● SHORT EXERCISE: Rewrite the rows below, changing "finger" to "thumb" and keeping everything else the same. Leave the pictures out of your answer.

● RAW RECORDS:
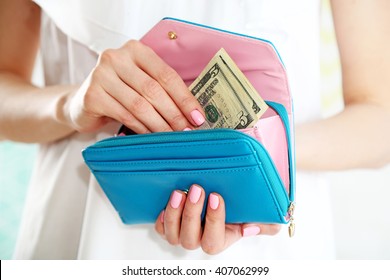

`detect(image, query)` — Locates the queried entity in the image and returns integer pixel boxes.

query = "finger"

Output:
[135,41,205,126]
[70,77,150,133]
[163,191,185,245]
[201,193,241,255]
[119,61,192,131]
[96,67,172,133]
[180,185,205,250]
[154,210,165,239]
[242,224,281,237]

● TASK ANSWER:
`detect(image, query)` — Locates the queried entity in the image and returns integer pixel boxes.

query = "thumb"

Output:
[135,41,205,126]
[70,77,150,133]
[163,191,185,245]
[201,193,241,255]
[119,61,192,131]
[96,67,172,133]
[180,185,205,250]
[154,210,165,239]
[242,224,281,237]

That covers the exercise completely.